# Start of DATA FOR THE TASK
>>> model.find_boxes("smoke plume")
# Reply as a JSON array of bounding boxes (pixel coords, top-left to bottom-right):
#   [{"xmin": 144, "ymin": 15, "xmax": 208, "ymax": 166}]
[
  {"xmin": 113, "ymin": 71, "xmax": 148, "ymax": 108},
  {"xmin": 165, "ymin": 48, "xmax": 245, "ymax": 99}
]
# End of DATA FOR THE TASK
THE TASK -
Copy these lines character for character, without changing anything.

ANSWER TO THE PROBLEM -
>>> model.find_boxes("smoke plume")
# Reply as a JSON array of bounding boxes (pixel coords, top-left to bottom-right):
#   [{"xmin": 144, "ymin": 15, "xmax": 208, "ymax": 166}]
[
  {"xmin": 113, "ymin": 71, "xmax": 148, "ymax": 108},
  {"xmin": 165, "ymin": 48, "xmax": 245, "ymax": 99}
]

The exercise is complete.